TASK INSTRUCTIONS -
Convert the entries, from the first line through the line that contains "[296,0,384,92]", into a JSON list of strings with one string per line. Drop blank lines and leave the pictures out.

INPUT ROWS -
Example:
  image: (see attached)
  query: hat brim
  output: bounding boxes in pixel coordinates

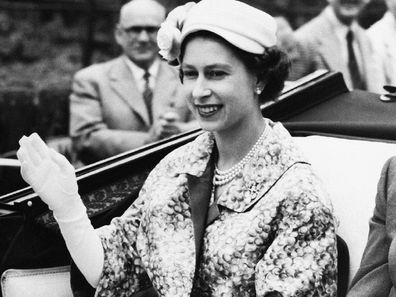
[181,23,265,54]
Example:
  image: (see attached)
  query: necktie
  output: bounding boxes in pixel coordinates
[143,71,153,123]
[346,30,365,90]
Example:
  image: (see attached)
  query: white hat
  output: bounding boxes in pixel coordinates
[158,0,277,61]
[181,0,276,54]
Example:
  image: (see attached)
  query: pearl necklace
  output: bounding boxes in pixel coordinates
[213,129,268,186]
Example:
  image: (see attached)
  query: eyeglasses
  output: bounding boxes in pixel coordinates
[120,26,159,35]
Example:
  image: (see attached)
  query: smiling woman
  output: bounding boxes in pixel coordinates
[18,0,337,296]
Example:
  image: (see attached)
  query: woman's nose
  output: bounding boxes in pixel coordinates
[138,30,150,42]
[192,78,211,99]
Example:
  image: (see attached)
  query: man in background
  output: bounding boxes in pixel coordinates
[367,0,396,86]
[70,0,195,164]
[296,0,384,92]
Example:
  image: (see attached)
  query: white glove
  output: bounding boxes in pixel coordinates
[17,133,104,287]
[17,133,86,220]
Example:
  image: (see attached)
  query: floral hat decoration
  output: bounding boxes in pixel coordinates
[157,0,276,65]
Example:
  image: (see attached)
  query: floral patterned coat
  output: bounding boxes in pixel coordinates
[96,120,337,297]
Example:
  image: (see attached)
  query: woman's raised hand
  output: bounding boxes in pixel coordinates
[17,133,80,219]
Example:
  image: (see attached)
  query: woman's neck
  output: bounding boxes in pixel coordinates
[215,117,266,170]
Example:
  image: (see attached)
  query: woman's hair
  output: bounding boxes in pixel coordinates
[179,31,290,104]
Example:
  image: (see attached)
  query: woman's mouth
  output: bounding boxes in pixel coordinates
[195,105,222,117]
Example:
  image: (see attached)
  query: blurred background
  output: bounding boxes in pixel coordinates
[0,0,385,156]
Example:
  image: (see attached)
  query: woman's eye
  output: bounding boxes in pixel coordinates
[206,70,226,78]
[182,70,197,79]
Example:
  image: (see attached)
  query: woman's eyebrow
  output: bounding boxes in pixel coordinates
[181,63,232,70]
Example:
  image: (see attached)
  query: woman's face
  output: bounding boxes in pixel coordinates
[181,37,260,132]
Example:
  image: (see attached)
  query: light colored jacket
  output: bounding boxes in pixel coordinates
[96,121,337,297]
[367,11,396,86]
[70,56,191,162]
[347,157,396,297]
[295,7,385,93]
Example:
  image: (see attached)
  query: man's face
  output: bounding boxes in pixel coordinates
[115,0,165,69]
[327,0,369,24]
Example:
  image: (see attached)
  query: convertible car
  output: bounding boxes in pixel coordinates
[0,71,396,297]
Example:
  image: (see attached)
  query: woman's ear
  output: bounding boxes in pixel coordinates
[254,78,267,95]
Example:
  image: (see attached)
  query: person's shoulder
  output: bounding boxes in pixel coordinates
[153,132,214,175]
[295,12,328,41]
[366,17,389,40]
[75,57,121,79]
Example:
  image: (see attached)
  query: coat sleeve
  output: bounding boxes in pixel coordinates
[95,165,164,297]
[255,186,337,297]
[347,157,396,297]
[70,66,149,163]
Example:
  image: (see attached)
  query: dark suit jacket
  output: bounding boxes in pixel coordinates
[70,56,191,163]
[347,157,396,297]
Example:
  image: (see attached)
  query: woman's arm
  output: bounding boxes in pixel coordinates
[17,133,104,287]
[256,193,337,297]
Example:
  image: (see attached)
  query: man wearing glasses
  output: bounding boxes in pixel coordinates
[70,0,195,164]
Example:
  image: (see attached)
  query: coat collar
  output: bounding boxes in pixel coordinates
[176,120,307,212]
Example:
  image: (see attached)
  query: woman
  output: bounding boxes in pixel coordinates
[18,0,336,296]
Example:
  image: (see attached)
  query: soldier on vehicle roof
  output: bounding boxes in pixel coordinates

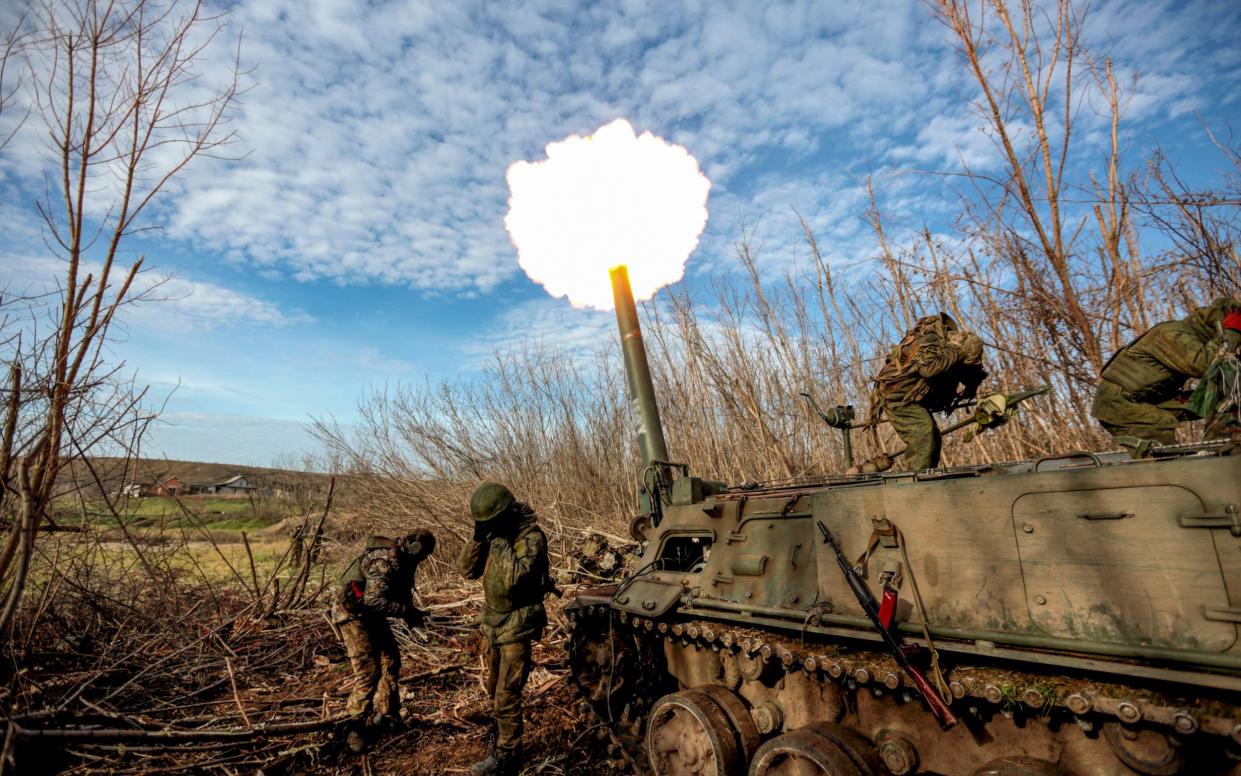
[457,482,553,776]
[333,529,436,747]
[1091,298,1241,452]
[869,313,987,471]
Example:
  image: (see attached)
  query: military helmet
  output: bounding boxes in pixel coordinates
[469,482,517,523]
[948,332,983,364]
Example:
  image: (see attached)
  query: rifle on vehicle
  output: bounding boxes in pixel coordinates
[815,520,957,730]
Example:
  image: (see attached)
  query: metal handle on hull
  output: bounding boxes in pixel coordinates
[1034,449,1103,472]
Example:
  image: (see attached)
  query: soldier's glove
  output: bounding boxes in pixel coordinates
[1220,310,1241,350]
[474,520,491,544]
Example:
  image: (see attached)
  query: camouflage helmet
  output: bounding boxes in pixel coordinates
[398,528,436,557]
[469,482,517,523]
[948,332,983,364]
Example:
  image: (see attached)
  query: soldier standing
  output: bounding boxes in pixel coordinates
[1091,298,1241,453]
[333,529,436,749]
[457,482,551,776]
[870,313,987,471]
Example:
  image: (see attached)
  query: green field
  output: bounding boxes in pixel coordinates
[56,495,299,541]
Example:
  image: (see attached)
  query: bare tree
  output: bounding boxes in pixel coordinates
[0,0,238,632]
[932,0,1147,370]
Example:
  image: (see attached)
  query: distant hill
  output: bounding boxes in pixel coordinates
[57,457,328,494]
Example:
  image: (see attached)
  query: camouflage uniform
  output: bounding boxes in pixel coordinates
[1091,298,1241,444]
[333,531,434,720]
[871,313,987,471]
[457,496,550,774]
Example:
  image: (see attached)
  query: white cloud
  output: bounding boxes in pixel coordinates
[140,412,321,466]
[150,0,943,292]
[0,0,1241,294]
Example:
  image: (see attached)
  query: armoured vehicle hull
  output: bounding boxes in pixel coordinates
[568,446,1241,776]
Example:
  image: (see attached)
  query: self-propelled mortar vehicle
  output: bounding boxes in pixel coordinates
[566,268,1241,776]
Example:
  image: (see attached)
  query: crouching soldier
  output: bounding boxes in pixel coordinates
[1091,298,1241,457]
[457,482,551,776]
[869,313,987,471]
[333,529,436,749]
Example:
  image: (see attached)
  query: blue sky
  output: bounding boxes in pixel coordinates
[0,0,1241,464]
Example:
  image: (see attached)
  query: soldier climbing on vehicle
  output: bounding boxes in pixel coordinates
[1091,298,1241,457]
[331,529,436,750]
[457,482,555,776]
[867,313,987,471]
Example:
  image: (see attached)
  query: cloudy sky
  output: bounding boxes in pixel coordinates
[0,0,1241,464]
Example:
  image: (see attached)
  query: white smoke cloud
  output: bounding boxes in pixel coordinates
[504,119,711,310]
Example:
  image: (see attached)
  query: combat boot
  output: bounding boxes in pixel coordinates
[469,749,500,776]
[469,749,521,776]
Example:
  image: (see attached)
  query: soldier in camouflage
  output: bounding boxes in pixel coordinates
[1091,298,1241,452]
[870,313,987,471]
[457,482,551,776]
[331,529,436,730]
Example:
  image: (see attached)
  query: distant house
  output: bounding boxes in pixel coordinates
[202,474,254,495]
[114,477,181,498]
[149,477,189,495]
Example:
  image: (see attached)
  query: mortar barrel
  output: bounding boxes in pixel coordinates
[609,264,668,466]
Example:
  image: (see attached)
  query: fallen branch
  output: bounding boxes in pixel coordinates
[12,716,352,741]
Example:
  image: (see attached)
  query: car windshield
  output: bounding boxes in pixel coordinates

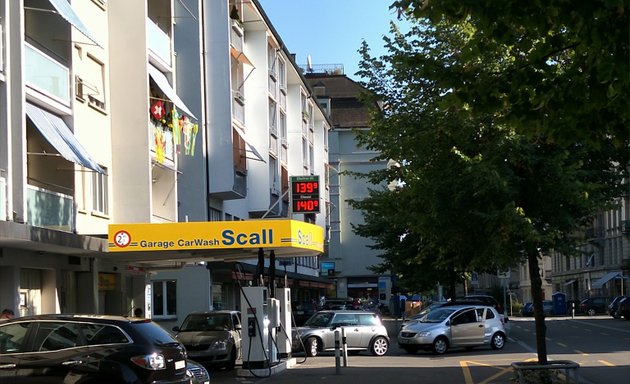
[181,313,230,332]
[418,307,455,323]
[133,320,179,346]
[304,312,334,327]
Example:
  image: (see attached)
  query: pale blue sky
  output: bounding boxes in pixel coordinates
[259,0,399,80]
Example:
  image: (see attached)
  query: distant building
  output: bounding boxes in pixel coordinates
[303,65,392,304]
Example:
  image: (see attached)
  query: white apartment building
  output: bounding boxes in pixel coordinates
[0,0,330,320]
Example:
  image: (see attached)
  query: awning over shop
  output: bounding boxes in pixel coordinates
[49,0,101,47]
[26,103,105,174]
[108,219,324,262]
[592,271,621,289]
[234,126,266,163]
[149,65,197,120]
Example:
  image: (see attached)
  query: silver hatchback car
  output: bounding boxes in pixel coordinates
[398,305,507,354]
[293,310,389,357]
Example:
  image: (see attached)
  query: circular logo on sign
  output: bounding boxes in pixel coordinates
[114,231,131,248]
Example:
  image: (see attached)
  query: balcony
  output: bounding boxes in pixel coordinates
[26,185,75,232]
[24,43,70,106]
[230,19,244,52]
[147,18,172,67]
[149,121,175,163]
[232,91,245,124]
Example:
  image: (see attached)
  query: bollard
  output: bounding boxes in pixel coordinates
[335,329,341,375]
[341,327,348,367]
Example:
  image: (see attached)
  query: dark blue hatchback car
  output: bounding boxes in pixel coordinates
[0,314,191,384]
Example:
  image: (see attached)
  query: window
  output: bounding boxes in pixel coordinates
[35,322,82,351]
[210,208,221,221]
[0,323,30,354]
[81,54,105,109]
[92,166,109,215]
[152,280,177,317]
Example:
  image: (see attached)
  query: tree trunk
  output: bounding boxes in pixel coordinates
[527,247,547,364]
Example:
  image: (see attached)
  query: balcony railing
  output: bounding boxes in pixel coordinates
[26,185,75,232]
[149,121,175,161]
[230,20,243,52]
[232,91,245,124]
[24,43,70,105]
[147,18,171,65]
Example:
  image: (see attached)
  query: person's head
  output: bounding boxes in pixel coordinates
[0,308,15,319]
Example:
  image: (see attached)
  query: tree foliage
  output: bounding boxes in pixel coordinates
[352,0,629,363]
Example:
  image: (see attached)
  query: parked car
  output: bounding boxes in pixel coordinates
[398,305,507,354]
[293,310,389,357]
[0,314,190,384]
[617,297,630,320]
[580,296,612,316]
[319,297,361,310]
[173,310,242,370]
[291,300,318,326]
[186,359,210,384]
[608,296,626,319]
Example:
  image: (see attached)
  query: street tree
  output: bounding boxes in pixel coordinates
[352,6,628,363]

RESPONSE -
[
  "Example:",
  "  image: (see attached)",
  "  query: hat brim",
  "  output: bounding boxes in pixel coordinates",
  "[181,23,265,54]",
  "Example:",
  "  image: (see attached)",
  "  query: necktie",
  "  output: bounding boxes in pixel coordinates",
  "[143,71,153,123]",
  "[346,30,365,90]",
  "Example:",
  "  image: (see attached)",
  "  query: white hat",
  "  output: bounding boxes in pixel coordinates",
  "[158,0,277,61]",
  "[181,0,276,54]",
  "Example:",
  "  image: (see attached)",
  "  query: pearl necklace",
  "  output: bounding boxes in pixel coordinates",
  "[213,129,268,186]",
  "Example:",
  "  image: (see attached)",
  "  query: eyeglasses",
  "  output: bounding boxes in pixel coordinates",
  "[120,26,159,35]",
  "Example:",
  "  image: (see attached)",
  "  query: smiling woman",
  "  output: bounding boxes in pixel coordinates",
  "[18,0,337,296]",
  "Example:",
  "  image: (see attached)",
  "  query: woman's nose",
  "  output: bounding boxes in pixel coordinates",
  "[138,30,150,42]",
  "[192,78,211,99]",
  "Example:",
  "  image: (see attached)",
  "  query: man in background",
  "  output: bounding boxes in pixel coordinates",
  "[367,0,396,86]",
  "[70,0,195,164]",
  "[296,0,384,92]"
]